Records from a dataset
..............................

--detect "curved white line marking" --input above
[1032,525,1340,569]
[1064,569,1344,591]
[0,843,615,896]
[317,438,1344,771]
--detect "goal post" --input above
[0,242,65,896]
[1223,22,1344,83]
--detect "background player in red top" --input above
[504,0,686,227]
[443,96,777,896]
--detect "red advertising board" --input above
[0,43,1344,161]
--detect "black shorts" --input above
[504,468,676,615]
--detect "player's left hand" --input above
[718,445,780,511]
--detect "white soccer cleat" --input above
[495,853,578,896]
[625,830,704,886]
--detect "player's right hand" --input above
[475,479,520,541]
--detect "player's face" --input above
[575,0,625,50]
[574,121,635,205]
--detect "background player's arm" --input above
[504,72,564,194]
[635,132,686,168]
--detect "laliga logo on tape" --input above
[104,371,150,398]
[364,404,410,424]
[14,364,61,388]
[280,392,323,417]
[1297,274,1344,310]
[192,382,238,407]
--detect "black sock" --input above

..............................

**What you have to do:**
Quote the entire listing above word for word, keeping every line in its original order.

**Answer in full:**
--detect "curved white line marking" --input above
[1032,525,1340,569]
[1064,569,1344,591]
[0,843,615,896]
[317,438,1344,771]
--detect "goal post" --input above
[0,242,65,896]
[1223,22,1344,83]
--detect "background player in red top" --input above
[504,0,686,227]
[443,96,777,896]
--detect "red advertising board" --input above
[0,43,1344,161]
--detect "black shorts" --input above
[504,468,676,615]
--detect "player's left hand" --input above
[718,445,780,511]
--detect "white soccer cleat" --input above
[495,853,578,896]
[625,830,704,886]
--detect "player's right hand" --input above
[475,479,520,541]
--detect "player's face" --input above
[575,0,625,50]
[574,121,635,205]
--detect "background player's arm" --input above
[504,72,564,194]
[635,132,686,168]
--detect "laliga logo on tape" --input above
[104,371,150,398]
[364,404,410,424]
[14,364,61,388]
[280,392,323,417]
[1297,274,1344,310]
[192,382,238,407]
--detect "black sock" --input above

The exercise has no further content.